##### TEKS DOKUMEN #####
Pengamat Politik: Pengisian Jabatan Wagub Sangat Penting Bagi Stabilitas Aceh
Kekosongan kursi Wakil Gubernur Aceh sejak pelantikan Nova Iriansyah menjadi gubernur definitif menggantikan Irwandi Yusuf...
Penulis: Fikar W Eda | Editor: Jalimin
Laporan Fikar W Eda | Jakarta
SERAMBINEWS.COM, JAKARTA - Kekosongan kursi Wakil Gubernur Aceh sejak pelantikan Nova Iriansyah menjadi gubernur definitif menggantikan Irwandi Yusuf pada 15 September 2020 lalu tengah menjadi sorotan publik.
Sejumlah kalangan menilai jabatan wakil gubernur memiliki peran penting dan strategis, terlebih Provinsi Aceh pernah mengalami konflik yang cukup panjang dan menelan banyak korban.
Pengamat politik nasional, Karyono Wibowo, menyebutkan, fungsi wakil gubernur bagi Provinsi Aceh bukan sekadar memenuhi syarat normatif sebagaimana diatur dalam peraturan perundang-undangan, tapi lebih dari itu, posisi wakil gubernur di Aceh memiliki peran strategis dalam menjaga stabilitas politik dan keamanan.
“Atas dasar itu, mengisi jabatan wagub merupakan keniscayaan untuk memelihara perdamaian demi membangun masa depan Aceh yang lebih baik,” ujar Karyono Wibowo, yang juga sekaligus Direktur Indonesia Public Institute (IPI) menanggapi posisi wagub Aceh yang masih kosong sejak 15 September 2020, di Jakarta, Minggu (3/1/2021).
Karyono menguraikan alasan pentingnya segera mengisi posisi wagub Aceh dalam sisa waktu jabatan periode 2017 - 2022 yang masih tersisa kurang lebih 20 bulan. Menurut dia, pengisian jabatan wagub adalah amanat undang-undang yang harus dilaksanakan.
##### DATA MENTAH #####
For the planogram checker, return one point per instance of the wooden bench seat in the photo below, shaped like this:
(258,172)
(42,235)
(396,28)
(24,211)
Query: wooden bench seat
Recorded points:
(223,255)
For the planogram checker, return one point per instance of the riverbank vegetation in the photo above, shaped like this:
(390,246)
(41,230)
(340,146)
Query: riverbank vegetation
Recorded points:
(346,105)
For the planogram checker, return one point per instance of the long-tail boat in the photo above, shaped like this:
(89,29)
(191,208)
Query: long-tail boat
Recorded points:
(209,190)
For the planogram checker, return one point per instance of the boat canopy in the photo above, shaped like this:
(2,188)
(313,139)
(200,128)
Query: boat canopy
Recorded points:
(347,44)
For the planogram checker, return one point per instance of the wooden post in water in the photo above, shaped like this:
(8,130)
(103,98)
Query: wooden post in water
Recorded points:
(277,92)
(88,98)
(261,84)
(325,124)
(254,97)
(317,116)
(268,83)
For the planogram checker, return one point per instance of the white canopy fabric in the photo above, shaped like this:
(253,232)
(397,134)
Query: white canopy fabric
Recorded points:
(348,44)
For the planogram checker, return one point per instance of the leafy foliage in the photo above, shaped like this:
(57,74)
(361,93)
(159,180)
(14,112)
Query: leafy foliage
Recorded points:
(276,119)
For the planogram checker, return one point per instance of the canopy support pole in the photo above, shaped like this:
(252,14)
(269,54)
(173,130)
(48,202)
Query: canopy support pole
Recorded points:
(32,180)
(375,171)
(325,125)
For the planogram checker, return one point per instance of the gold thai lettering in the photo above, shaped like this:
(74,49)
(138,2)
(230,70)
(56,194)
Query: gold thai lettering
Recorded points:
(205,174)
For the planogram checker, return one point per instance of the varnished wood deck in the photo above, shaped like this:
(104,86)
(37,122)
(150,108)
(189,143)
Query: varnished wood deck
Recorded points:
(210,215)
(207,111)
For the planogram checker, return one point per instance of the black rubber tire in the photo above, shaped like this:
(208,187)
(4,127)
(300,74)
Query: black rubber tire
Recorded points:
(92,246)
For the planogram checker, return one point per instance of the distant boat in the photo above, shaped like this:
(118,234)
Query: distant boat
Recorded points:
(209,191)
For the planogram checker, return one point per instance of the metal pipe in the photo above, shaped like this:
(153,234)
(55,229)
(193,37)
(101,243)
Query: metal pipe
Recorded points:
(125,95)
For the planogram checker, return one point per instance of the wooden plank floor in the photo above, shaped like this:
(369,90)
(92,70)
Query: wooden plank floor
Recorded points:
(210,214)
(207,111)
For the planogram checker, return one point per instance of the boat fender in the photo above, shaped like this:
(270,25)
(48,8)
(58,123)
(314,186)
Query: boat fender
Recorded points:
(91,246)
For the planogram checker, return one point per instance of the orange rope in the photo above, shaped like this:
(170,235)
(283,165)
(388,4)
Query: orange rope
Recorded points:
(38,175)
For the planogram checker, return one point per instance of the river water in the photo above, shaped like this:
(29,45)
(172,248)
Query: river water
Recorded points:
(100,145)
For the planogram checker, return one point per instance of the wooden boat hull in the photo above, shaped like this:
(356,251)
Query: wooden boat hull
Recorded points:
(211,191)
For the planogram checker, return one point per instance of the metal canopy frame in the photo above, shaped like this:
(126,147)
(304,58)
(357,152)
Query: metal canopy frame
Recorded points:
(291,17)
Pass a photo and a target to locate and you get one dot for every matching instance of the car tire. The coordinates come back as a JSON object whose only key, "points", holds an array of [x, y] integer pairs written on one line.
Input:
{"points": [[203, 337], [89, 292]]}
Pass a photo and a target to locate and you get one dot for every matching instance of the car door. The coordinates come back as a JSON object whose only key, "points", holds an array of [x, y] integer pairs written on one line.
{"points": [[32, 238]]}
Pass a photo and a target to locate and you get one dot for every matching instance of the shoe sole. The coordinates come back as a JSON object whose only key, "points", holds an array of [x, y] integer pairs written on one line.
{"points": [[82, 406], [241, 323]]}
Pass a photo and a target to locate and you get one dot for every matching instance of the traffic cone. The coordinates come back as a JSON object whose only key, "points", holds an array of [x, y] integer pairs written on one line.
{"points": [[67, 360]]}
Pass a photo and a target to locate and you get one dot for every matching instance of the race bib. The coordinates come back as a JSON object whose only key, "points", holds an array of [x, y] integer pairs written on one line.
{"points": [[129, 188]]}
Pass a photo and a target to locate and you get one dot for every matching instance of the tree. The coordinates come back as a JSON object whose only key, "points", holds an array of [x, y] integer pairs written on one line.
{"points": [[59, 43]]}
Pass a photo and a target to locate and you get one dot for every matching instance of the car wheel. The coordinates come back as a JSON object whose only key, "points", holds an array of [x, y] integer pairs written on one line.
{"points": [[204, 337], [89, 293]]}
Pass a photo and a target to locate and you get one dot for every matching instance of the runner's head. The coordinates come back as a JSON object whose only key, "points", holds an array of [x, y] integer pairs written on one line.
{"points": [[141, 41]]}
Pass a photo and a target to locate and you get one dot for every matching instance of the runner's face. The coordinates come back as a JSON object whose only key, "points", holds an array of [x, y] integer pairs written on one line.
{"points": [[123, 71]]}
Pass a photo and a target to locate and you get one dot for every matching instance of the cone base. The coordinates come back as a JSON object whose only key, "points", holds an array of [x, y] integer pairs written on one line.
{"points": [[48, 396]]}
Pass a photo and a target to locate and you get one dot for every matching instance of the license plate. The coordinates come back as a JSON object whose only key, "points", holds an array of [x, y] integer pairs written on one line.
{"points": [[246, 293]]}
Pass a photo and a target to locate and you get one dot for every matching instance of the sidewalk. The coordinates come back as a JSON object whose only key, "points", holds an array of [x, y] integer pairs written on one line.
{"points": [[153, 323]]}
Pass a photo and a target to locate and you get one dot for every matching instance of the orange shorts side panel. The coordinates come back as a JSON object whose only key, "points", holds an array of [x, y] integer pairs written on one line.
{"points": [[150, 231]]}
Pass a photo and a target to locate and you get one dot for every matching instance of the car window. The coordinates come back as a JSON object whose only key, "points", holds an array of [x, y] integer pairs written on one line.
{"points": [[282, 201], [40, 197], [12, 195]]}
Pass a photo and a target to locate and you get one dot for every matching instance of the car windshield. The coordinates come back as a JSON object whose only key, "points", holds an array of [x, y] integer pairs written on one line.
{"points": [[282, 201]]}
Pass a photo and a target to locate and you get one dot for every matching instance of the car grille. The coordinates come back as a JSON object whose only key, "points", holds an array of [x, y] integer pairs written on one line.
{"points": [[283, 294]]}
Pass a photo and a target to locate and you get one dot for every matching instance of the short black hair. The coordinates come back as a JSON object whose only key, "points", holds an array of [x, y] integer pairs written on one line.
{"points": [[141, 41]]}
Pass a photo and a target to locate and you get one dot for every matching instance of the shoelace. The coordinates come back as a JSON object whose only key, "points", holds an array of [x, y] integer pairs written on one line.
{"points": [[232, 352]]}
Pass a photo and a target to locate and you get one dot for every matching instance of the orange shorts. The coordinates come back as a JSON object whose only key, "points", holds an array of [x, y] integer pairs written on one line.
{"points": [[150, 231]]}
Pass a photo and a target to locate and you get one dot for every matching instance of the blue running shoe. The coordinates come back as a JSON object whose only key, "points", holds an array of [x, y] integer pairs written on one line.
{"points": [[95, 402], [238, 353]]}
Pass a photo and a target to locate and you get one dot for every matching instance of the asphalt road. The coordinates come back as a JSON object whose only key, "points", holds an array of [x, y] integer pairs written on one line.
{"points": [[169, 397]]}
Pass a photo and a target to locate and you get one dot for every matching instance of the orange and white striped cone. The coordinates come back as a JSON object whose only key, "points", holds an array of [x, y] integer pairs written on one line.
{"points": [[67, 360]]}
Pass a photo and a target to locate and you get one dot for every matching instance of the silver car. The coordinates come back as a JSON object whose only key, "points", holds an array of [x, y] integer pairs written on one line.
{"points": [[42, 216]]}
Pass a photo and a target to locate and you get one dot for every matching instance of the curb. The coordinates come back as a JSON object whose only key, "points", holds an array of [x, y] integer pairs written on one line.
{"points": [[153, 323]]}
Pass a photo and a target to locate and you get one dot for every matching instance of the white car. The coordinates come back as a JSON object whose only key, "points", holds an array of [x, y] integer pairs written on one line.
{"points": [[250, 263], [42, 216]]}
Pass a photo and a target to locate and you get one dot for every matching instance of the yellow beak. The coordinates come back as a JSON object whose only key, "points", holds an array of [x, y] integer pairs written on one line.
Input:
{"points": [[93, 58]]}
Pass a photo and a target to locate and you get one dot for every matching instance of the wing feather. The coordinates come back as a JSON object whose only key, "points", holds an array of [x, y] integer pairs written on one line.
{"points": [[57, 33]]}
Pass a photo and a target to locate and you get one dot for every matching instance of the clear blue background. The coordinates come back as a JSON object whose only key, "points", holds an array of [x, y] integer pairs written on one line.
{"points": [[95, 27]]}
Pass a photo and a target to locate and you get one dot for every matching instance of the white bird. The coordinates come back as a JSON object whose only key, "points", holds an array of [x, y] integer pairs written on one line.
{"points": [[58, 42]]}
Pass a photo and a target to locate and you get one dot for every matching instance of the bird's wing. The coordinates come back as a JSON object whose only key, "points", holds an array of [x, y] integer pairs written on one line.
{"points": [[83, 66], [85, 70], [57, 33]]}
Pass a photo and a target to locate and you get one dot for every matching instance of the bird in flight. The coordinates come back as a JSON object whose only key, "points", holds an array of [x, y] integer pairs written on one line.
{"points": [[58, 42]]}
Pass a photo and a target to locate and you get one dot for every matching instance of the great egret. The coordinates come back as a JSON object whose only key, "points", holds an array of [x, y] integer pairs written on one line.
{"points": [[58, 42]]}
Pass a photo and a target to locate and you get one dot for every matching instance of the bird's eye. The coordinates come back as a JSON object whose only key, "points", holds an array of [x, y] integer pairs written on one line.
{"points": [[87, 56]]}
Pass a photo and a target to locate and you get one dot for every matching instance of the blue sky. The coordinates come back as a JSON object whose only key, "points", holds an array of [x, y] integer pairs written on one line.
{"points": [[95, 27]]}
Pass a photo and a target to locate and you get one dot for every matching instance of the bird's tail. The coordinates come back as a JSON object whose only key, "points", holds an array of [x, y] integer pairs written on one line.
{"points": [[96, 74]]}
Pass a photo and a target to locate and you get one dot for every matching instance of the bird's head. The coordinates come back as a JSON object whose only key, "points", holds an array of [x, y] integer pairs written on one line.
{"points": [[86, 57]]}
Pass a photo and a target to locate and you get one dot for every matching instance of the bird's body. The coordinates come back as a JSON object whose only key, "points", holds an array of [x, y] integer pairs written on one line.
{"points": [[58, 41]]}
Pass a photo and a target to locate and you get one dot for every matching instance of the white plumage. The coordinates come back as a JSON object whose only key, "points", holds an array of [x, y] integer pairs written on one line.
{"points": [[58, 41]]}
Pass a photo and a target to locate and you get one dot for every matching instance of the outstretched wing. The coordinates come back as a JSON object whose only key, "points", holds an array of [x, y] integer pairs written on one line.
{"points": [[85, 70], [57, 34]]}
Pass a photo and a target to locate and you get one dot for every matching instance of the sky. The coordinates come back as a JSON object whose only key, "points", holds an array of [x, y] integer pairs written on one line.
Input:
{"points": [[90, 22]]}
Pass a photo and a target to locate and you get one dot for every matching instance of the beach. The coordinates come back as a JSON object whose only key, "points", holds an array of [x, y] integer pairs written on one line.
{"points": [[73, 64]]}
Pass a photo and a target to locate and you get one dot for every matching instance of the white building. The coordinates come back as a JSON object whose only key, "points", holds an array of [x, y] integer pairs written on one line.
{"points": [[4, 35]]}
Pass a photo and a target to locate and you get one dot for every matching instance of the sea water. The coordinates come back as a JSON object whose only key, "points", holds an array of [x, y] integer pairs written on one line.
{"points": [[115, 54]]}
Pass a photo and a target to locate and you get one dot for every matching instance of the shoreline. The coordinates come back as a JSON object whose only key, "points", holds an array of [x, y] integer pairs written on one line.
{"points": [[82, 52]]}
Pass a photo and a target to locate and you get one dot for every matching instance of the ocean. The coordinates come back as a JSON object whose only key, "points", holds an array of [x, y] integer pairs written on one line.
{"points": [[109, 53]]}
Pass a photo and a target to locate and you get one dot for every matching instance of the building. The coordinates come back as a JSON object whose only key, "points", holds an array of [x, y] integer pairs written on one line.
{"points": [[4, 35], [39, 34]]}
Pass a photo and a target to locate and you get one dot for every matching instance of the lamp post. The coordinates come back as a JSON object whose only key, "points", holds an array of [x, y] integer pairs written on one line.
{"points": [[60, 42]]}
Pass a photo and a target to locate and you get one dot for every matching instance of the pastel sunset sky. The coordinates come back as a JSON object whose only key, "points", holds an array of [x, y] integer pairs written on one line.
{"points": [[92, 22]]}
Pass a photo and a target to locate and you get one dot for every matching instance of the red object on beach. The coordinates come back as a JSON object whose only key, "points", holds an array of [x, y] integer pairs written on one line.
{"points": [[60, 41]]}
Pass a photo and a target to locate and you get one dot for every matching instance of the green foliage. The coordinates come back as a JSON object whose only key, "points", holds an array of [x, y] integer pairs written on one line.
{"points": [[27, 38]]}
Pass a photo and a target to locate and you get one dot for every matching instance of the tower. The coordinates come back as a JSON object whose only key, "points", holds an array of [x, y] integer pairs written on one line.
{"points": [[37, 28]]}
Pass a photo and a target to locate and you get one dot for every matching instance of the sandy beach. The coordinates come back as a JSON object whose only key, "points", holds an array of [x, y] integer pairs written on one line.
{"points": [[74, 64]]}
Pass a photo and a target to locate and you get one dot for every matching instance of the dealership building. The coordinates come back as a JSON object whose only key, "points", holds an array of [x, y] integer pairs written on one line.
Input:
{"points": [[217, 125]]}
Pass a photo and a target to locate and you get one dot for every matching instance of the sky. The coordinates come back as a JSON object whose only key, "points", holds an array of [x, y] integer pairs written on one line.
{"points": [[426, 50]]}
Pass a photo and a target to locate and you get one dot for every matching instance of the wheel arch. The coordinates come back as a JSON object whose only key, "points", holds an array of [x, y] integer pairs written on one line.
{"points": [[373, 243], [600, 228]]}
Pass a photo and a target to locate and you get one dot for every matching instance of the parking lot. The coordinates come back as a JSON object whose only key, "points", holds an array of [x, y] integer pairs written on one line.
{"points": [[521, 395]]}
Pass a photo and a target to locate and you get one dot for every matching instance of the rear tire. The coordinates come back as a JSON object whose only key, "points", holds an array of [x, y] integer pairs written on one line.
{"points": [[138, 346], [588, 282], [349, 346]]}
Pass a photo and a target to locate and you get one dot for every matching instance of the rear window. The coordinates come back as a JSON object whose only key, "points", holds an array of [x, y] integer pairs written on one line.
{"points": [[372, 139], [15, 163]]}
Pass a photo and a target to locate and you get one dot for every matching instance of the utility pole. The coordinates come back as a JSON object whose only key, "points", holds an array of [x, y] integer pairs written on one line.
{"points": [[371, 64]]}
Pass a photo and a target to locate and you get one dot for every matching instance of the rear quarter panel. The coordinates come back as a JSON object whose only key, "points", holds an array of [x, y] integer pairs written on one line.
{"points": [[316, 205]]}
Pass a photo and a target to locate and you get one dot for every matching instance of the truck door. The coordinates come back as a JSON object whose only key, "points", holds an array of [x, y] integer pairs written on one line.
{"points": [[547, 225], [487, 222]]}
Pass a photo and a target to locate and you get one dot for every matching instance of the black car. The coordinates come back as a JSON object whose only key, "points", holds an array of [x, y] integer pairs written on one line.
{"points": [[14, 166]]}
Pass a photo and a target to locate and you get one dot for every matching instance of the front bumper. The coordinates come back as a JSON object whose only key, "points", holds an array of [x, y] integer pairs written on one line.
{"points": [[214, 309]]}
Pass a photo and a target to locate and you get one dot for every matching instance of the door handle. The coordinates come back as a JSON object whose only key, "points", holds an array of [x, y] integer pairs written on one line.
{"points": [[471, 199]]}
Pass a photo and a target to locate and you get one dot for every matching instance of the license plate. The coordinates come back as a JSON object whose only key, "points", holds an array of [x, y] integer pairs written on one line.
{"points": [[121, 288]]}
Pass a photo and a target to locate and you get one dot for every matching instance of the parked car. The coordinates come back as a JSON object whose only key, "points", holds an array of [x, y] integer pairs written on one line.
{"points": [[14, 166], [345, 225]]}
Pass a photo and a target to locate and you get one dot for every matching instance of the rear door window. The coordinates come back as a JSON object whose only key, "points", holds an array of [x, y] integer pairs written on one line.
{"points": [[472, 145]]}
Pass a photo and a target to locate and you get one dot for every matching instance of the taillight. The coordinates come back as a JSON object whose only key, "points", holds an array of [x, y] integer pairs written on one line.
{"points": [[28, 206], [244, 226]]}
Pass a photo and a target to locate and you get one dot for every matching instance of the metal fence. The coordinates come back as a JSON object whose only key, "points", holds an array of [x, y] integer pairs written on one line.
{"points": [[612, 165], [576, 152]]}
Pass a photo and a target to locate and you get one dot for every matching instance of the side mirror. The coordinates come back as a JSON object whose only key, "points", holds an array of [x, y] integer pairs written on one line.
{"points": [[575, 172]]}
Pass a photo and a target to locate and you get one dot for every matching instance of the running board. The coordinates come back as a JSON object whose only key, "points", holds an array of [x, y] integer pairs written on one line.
#####
SOAL DAN TUGAS →
• A. Daftarkan semua nama orang yang muncul dalam berita tentang kekosongan jabatan Wagub Aceh.
• B. Teruskan berita tentang kekosongan jabatan Wagub Aceh, dimulai setelah kalimat terakhirnya.

PENYELESAIAN SOAL →
• A.
- Nova Iriansyah
- Irwandi Yusuf
- Fikar W Eda
- Jalimin
- Karyono Wibowo

• B.
Hal itu telah diatur dalam Pasal 176 Undang-Undang Nomor 10 tahun 2016 Tentang Perubahan Kedua Atas Undang-Undang No.1 Tahun 2015 Tentang Penetapan Peraturan Pemerintah Pengganti Undang-Undang Tentang Pemilihan Gubernur, Bupati dan Walikota Menjadi Undang-Undang.
"Ketentuan yang mengatur jabatan wakil gubernur juga diatur dalam UU Nomor 9 Tahun 2015 tentang Perubahan Kedua atas UU 23 Tahun 2014 tentang Pemerintahan Daerah. Pasal 63 ayat 1 menyebutkan kepala daerah dibantu oleh wakil kepala daerah," kata Karyono.
Karyono mengatakan, keberadaan wagub Aceh menjadi sangat penting, mengingat Provinsi Aceh saat ini memiliki tingkat kompleksitas masalah yang cukup pelik.
Provinsi Aceh masih tertinggal dibanding dengan provinsi lain di Pulau Sumatera. Aceh menempati provinsi paling miskin se Sumatera dan nomor 6 di seluruh Indonesia. Data PBS menunjukkan, jumlah penduduk miskin di Aceh Per September 2019, jumlah penduduk miskin di Aceh mencapai 810.000 orang atau 15,01 persen.
Namun, Laju penurunan persentase penduduk miskin di Aceh dalam 17 tahun terakhir (2002-September 2019) mencapai 49,7 persen yaitu dari 29,83 persen menjadi 15,01 persen. Penurunan ini merupakan tertinggi kedua se-Sumatera.
Selain masalah kemiskinan, Aceh menghadapi tantangan berat soal besarnya jumlah pengangguran. Di Sumatera, jumlah pengangguran di Aceh berada di urutan kedua di bawah Kepulauan Riau (Kepri). Tingkat pengangguran di Kepri yaitu 5,57 persen atau berada diperingkat pertama dan Aceh sebesar 5,42 persen.
"Masalah kemiskinan, pengangguran, residu konflik masa lalu bisa menjadi persoalan besar yang bisa berujung pada krisis politik di Aceh, apalagi dalam situasi pandemi covid-19. Ini memerlukan penanganan serius dari pemerintah," jelas dia.
Karyono yang juga Direktur Indo Survey & Strategy (ISS) ini menyatakan, Aceh seolah mengalami kondisi anomali. Pasalnya, jumlah anggaran pembangunan (APBA) cukup besar tetapi tingkat kemiskinan dan pengangguran masih tinggi.
"Lihat saja Dewan Perwakilan Rakyat Aceh (DPRA) telah menyetujui Anggaran Pendapatan dan Belanja Aceh (APBA) 2021 sebesar Rp 16,9 triliun. Dana sebesar ini semestinya bisa dikelola untuk mengurangi kemiskinan dan pengangguran," ungkap Karyono.